### Anforderungen
Setze den nachstehenden Auszug über die Nachhaltigkeitsmaßnahmen des Festivals im Anschluss an seinen letzten Satz fort.

### Vorliegender Auszug
--------
Eine Teamführung unter Berücksichtigung der o.g. Grundsätze ist im Sinne der sozialen Nachhaltigkeit für die Zukunft des Festivals von großer Bedeutung.

Das Künstlerische Betriebsbüro:
Für die KBB-Leitung und das junge Team ist die Nutzung digitaler Informations- und Kommunikationsmittel eine Selbstverständlichkeit. In den letzten paar Jahren ist der postalische Schriftverkehr um 80% verringert worden. Die Planungsunterlagen, die eine dauernde Aktualisierung erfahren, werden nicht mehr auf Papier, sondern nur noch digital bearbeitet und verbreitet. Wenn Papier genutzt werden muss, wird nur recyceltes verwendet.
Im KBB versucht man, so gut wie möglich auf externen IT-Support zu verzichten. Der digitale Sachstand wird jedes Jahr neu evaluiert, damit Anschaffungen und Support angemessen und bezahlbar bleiben.
Wünschenswert wäre eine umfassende Nutzung digitaler Wege von allen Partnern und in allen Phasen des Festivals: bei der Mittelakquise, bei der Planung und Durchführung und bei der Abrechnung. Das ökonomisch und ökologisch nachhaltige Profil des Festivals könnte damit noch schärfere Konturen gewinnen.

Die Anschaffungen:
Jedes Jahr kommen ganz ähnliche Kostenarten auf die Festivalproduktion zu. Mithilfe der KBB-Mitarbeiter*innen hat die Organisatorische Leiterin diese analysiert und in einigen Punkten beschlossen, Anschaffungen für das Festival zu tätigen, anstatt jedes Jahr dieselben Hilfsmittel neu auszuleihen. Zum Beispiel:

  • 2020 wurde in günstige Tassen, Teller, Schüsseln und Besteck investiert und seitdem auf Wegwerfartikel wie Einweg-Kaffeebecher, Plastiklöffel, Pappteller und Einweg-Servietten verzichtet.

  • Walkie-Talkies wurden früher jedes Jahr bei einem Verleiher in Leipzig gemietet (Kosten ca. 150 Euro). 2021 wurde ein Satz neuer Walkie-Talkies angeschafft (Kosten 200 EUR). So kommen keine weiteren Kosten auf das Festival für diese Hilfsmittel zu und die Versandwege werden eingespart (weniger CO2-Ausstoß).
--------
### Bereitgestellte Angaben
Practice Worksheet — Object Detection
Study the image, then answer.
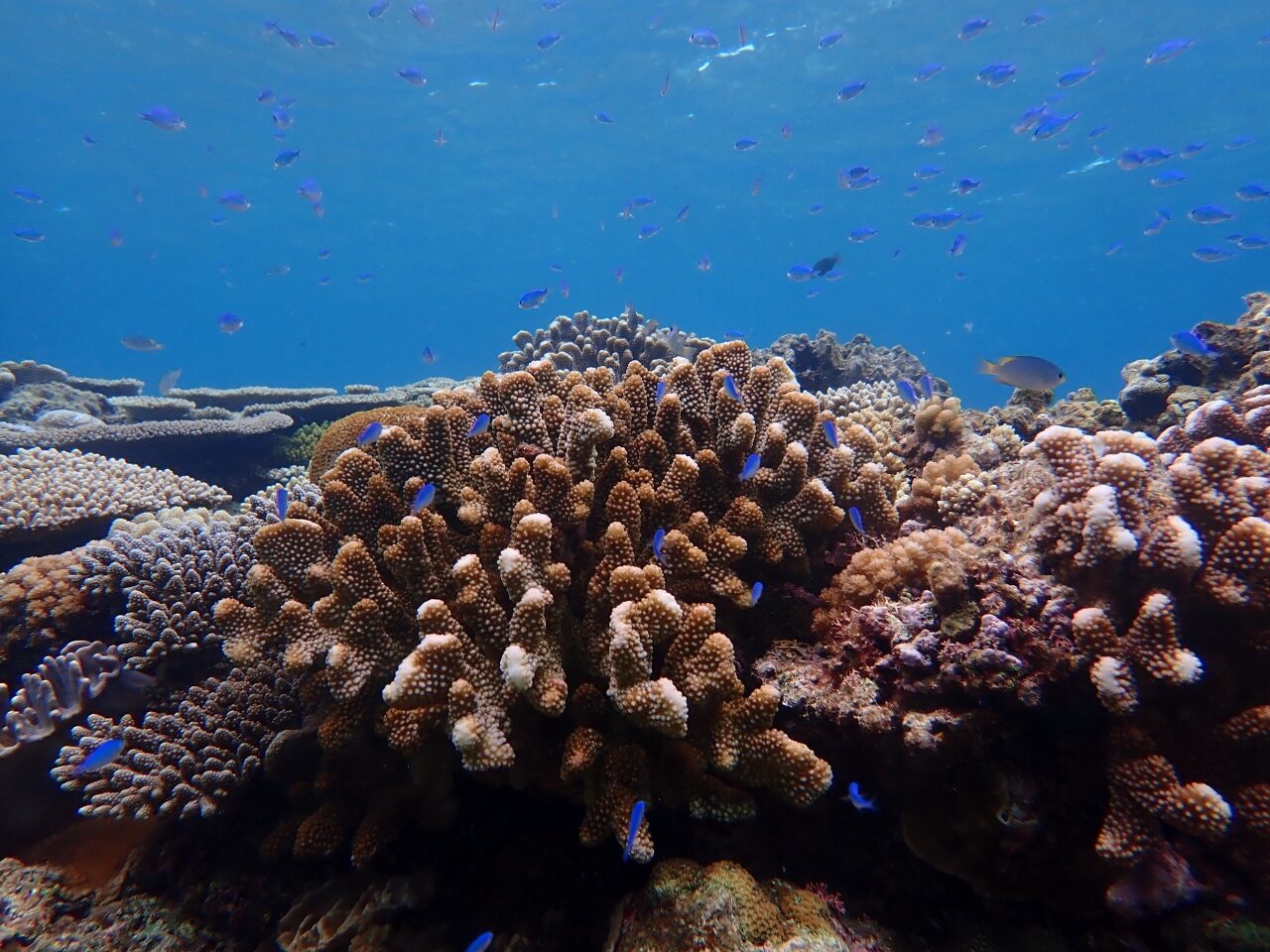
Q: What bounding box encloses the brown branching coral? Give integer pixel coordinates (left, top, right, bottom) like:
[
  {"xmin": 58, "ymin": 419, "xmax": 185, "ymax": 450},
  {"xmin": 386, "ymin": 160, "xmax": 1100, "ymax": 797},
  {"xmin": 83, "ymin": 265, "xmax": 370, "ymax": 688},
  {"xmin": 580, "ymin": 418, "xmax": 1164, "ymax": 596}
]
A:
[{"xmin": 216, "ymin": 341, "xmax": 837, "ymax": 861}]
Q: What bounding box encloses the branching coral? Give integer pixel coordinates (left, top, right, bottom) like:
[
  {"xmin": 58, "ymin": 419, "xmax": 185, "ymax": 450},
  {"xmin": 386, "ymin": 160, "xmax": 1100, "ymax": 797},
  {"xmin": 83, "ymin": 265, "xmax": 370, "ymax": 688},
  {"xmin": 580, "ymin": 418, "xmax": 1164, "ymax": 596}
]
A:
[{"xmin": 216, "ymin": 341, "xmax": 837, "ymax": 861}]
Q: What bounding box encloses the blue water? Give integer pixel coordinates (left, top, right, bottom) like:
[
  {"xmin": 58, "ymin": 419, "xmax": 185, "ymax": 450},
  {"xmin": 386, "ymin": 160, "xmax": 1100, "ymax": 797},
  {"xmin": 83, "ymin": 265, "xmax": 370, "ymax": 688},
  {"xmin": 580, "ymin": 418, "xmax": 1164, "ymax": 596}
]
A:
[{"xmin": 0, "ymin": 0, "xmax": 1270, "ymax": 405}]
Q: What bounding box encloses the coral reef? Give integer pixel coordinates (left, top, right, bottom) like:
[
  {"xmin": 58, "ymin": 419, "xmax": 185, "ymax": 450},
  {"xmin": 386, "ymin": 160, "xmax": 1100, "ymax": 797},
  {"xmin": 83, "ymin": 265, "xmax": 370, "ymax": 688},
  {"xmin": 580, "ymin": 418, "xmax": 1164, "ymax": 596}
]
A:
[
  {"xmin": 608, "ymin": 860, "xmax": 895, "ymax": 952},
  {"xmin": 216, "ymin": 341, "xmax": 842, "ymax": 861},
  {"xmin": 498, "ymin": 305, "xmax": 715, "ymax": 376}
]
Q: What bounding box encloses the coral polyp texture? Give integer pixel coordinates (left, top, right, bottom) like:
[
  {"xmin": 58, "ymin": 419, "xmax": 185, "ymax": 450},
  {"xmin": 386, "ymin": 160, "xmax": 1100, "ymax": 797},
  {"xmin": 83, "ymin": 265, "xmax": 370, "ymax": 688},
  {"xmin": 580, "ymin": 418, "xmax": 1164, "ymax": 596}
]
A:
[{"xmin": 216, "ymin": 341, "xmax": 837, "ymax": 861}]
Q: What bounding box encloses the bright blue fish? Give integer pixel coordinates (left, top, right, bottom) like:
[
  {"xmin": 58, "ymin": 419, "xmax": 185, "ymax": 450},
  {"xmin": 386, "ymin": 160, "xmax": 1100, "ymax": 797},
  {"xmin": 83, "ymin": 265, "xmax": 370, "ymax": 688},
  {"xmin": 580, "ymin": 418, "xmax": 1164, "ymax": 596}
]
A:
[
  {"xmin": 71, "ymin": 738, "xmax": 123, "ymax": 776},
  {"xmin": 1147, "ymin": 40, "xmax": 1195, "ymax": 66},
  {"xmin": 410, "ymin": 482, "xmax": 437, "ymax": 516},
  {"xmin": 622, "ymin": 799, "xmax": 644, "ymax": 863},
  {"xmin": 845, "ymin": 780, "xmax": 877, "ymax": 813},
  {"xmin": 467, "ymin": 414, "xmax": 489, "ymax": 436},
  {"xmin": 516, "ymin": 289, "xmax": 552, "ymax": 311},
  {"xmin": 722, "ymin": 373, "xmax": 743, "ymax": 404},
  {"xmin": 956, "ymin": 17, "xmax": 992, "ymax": 40},
  {"xmin": 1169, "ymin": 330, "xmax": 1219, "ymax": 357},
  {"xmin": 141, "ymin": 105, "xmax": 186, "ymax": 132},
  {"xmin": 838, "ymin": 80, "xmax": 869, "ymax": 103},
  {"xmin": 847, "ymin": 507, "xmax": 865, "ymax": 536}
]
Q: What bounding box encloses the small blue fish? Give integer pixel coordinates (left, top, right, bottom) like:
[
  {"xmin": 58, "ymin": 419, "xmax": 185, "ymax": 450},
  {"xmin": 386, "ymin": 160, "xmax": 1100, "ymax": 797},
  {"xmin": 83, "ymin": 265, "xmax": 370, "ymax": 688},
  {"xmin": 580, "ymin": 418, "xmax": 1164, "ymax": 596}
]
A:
[
  {"xmin": 847, "ymin": 505, "xmax": 865, "ymax": 536},
  {"xmin": 838, "ymin": 80, "xmax": 869, "ymax": 103},
  {"xmin": 1169, "ymin": 330, "xmax": 1219, "ymax": 357},
  {"xmin": 956, "ymin": 17, "xmax": 992, "ymax": 40},
  {"xmin": 1192, "ymin": 245, "xmax": 1234, "ymax": 264},
  {"xmin": 979, "ymin": 62, "xmax": 1017, "ymax": 89},
  {"xmin": 410, "ymin": 482, "xmax": 437, "ymax": 516},
  {"xmin": 844, "ymin": 780, "xmax": 877, "ymax": 813},
  {"xmin": 1187, "ymin": 204, "xmax": 1234, "ymax": 225},
  {"xmin": 1058, "ymin": 66, "xmax": 1097, "ymax": 89},
  {"xmin": 1147, "ymin": 40, "xmax": 1195, "ymax": 66},
  {"xmin": 1033, "ymin": 113, "xmax": 1080, "ymax": 141},
  {"xmin": 722, "ymin": 373, "xmax": 744, "ymax": 404},
  {"xmin": 622, "ymin": 799, "xmax": 644, "ymax": 863},
  {"xmin": 516, "ymin": 289, "xmax": 552, "ymax": 311},
  {"xmin": 71, "ymin": 738, "xmax": 123, "ymax": 776},
  {"xmin": 141, "ymin": 105, "xmax": 186, "ymax": 132},
  {"xmin": 1151, "ymin": 169, "xmax": 1190, "ymax": 187},
  {"xmin": 821, "ymin": 420, "xmax": 838, "ymax": 449},
  {"xmin": 467, "ymin": 414, "xmax": 490, "ymax": 438}
]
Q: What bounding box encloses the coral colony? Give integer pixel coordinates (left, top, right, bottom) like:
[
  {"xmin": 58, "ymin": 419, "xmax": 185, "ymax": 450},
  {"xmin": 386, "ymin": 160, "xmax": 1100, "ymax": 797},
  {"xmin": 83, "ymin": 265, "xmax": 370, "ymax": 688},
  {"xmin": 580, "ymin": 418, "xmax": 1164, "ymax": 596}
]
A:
[{"xmin": 0, "ymin": 295, "xmax": 1270, "ymax": 951}]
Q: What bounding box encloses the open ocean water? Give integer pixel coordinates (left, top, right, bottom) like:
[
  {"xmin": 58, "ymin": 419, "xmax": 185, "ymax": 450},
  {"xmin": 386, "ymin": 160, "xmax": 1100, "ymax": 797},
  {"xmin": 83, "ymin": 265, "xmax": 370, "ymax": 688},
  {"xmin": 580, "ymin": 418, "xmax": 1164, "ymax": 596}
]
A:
[{"xmin": 0, "ymin": 0, "xmax": 1270, "ymax": 405}]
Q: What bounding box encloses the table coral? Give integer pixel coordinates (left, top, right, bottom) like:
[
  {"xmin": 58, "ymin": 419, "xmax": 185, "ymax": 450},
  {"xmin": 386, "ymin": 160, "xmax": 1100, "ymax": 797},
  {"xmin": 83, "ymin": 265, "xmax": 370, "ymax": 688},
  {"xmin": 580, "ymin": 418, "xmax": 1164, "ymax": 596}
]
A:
[{"xmin": 216, "ymin": 341, "xmax": 837, "ymax": 861}]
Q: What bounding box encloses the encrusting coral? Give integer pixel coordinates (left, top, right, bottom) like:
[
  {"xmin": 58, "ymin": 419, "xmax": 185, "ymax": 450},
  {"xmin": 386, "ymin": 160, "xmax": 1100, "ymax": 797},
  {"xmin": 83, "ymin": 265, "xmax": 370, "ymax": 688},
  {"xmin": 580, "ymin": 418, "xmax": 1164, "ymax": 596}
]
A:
[{"xmin": 216, "ymin": 341, "xmax": 837, "ymax": 861}]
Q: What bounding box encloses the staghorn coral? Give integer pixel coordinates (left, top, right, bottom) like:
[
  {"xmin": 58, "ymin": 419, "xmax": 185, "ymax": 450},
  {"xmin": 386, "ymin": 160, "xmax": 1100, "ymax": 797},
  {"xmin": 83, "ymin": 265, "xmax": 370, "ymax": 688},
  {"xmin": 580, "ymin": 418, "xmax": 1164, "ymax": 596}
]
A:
[
  {"xmin": 216, "ymin": 341, "xmax": 837, "ymax": 861},
  {"xmin": 0, "ymin": 641, "xmax": 123, "ymax": 757},
  {"xmin": 50, "ymin": 661, "xmax": 300, "ymax": 820},
  {"xmin": 498, "ymin": 307, "xmax": 715, "ymax": 375},
  {"xmin": 0, "ymin": 449, "xmax": 230, "ymax": 555}
]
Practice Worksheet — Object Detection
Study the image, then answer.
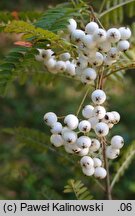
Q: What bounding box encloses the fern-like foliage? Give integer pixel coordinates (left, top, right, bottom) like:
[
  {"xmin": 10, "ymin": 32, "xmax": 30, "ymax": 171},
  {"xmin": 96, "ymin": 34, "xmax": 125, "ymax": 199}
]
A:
[
  {"xmin": 111, "ymin": 142, "xmax": 135, "ymax": 189},
  {"xmin": 35, "ymin": 1, "xmax": 88, "ymax": 32},
  {"xmin": 0, "ymin": 47, "xmax": 38, "ymax": 96},
  {"xmin": 99, "ymin": 0, "xmax": 135, "ymax": 27},
  {"xmin": 5, "ymin": 20, "xmax": 60, "ymax": 43},
  {"xmin": 0, "ymin": 11, "xmax": 42, "ymax": 25},
  {"xmin": 64, "ymin": 179, "xmax": 93, "ymax": 200},
  {"xmin": 2, "ymin": 127, "xmax": 74, "ymax": 164}
]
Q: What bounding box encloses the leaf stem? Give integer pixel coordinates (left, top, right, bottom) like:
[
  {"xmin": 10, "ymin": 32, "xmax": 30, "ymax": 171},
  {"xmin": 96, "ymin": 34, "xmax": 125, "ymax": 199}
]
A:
[
  {"xmin": 99, "ymin": 0, "xmax": 134, "ymax": 18},
  {"xmin": 101, "ymin": 138, "xmax": 112, "ymax": 200},
  {"xmin": 76, "ymin": 87, "xmax": 90, "ymax": 116}
]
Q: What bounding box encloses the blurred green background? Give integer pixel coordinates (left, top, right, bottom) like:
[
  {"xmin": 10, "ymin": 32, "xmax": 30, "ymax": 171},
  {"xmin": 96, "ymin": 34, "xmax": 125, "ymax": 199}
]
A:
[{"xmin": 0, "ymin": 0, "xmax": 135, "ymax": 199}]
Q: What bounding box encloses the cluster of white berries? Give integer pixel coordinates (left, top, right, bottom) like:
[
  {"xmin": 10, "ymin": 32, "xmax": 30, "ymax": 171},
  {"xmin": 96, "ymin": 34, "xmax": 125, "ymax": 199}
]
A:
[
  {"xmin": 44, "ymin": 89, "xmax": 124, "ymax": 179},
  {"xmin": 35, "ymin": 19, "xmax": 131, "ymax": 84}
]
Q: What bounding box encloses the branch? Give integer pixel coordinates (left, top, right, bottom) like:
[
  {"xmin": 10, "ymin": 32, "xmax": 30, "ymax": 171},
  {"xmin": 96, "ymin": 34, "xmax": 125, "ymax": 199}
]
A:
[
  {"xmin": 99, "ymin": 0, "xmax": 134, "ymax": 18},
  {"xmin": 104, "ymin": 62, "xmax": 135, "ymax": 78}
]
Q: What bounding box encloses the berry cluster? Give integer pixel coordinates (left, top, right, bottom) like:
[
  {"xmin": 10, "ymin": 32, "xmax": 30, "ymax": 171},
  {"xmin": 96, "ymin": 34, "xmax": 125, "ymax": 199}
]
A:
[
  {"xmin": 35, "ymin": 19, "xmax": 131, "ymax": 84},
  {"xmin": 44, "ymin": 89, "xmax": 124, "ymax": 179}
]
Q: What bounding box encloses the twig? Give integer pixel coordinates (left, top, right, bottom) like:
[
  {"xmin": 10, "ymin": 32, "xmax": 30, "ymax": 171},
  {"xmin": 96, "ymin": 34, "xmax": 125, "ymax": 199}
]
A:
[
  {"xmin": 76, "ymin": 87, "xmax": 90, "ymax": 116},
  {"xmin": 99, "ymin": 0, "xmax": 106, "ymax": 14},
  {"xmin": 99, "ymin": 0, "xmax": 134, "ymax": 18},
  {"xmin": 94, "ymin": 179, "xmax": 105, "ymax": 191},
  {"xmin": 104, "ymin": 63, "xmax": 135, "ymax": 78},
  {"xmin": 89, "ymin": 5, "xmax": 104, "ymax": 29},
  {"xmin": 101, "ymin": 138, "xmax": 112, "ymax": 200}
]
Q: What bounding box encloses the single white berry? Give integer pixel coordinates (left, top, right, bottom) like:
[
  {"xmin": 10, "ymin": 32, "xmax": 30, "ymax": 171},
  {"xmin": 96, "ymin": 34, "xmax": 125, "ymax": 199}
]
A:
--------
### Übungsergebnis
  • Ebenso wurden (im VERDO leider nicht vorrätige) Kordelständer für die Hauptbühne und Zugangswege angeschafft, um Leihgebühren und Transport-Aufwand zu sparen.

Die Organisatorische Leiterin regt darüber hinaus eine Mitnutzung von Infrastruktur (Notenständer, Absperrungen, Spuckschutz etc.) durch die befreundete Musikwoche Hitzacker an.
Nicht alle Bemühungen in diesem Feld haben gefruchtet. An einigen Stellen, besonders im Felde der ökonomischen Nachhaltigkeit, sind noch Nüsse zu knacken. Bei etlichen Stellen und Playern muss noch Überzeugungsarbeit dafür geleistet werden, dass eine vielfältige lebendige Kultur – inklusive Festivals mit innovativer klassischer Musik – eine notwendige Bedingung für die Zukunft der Region ist – ganz besonders unter den Bedingungen der „Zeitenwende“. Oder dass Synergien und konkrete Zusammenarbeit mit und unter den Kulturschaffenden einen Win-Win-Effekt für alle darstellen. Und dass sowohl das lebendige Kulturleben von Hitzacker als auch andere Bereiche sich nur mit nachhaltiger Ausrichtung weiterentwickeln werden.

Die Mobilität:
Die Lage des Veranstaltungszentrums, der Team- und Künstler*innen-Unterkünfte und der Einkaufsmöglichkeiten sowie die (leider zu spärlichen) Anbindungen mit öffentlichen Verkehrsmitteln führen zur unverzichtbaren Nutzung von Fahrzeugen vor und während des Festivals. Jedes Jahr werden Fahrräder für das Team gemietet, um zumindest kürzere Autostrecken innerhalb Hitzackers so gut wie möglich zu vermeiden.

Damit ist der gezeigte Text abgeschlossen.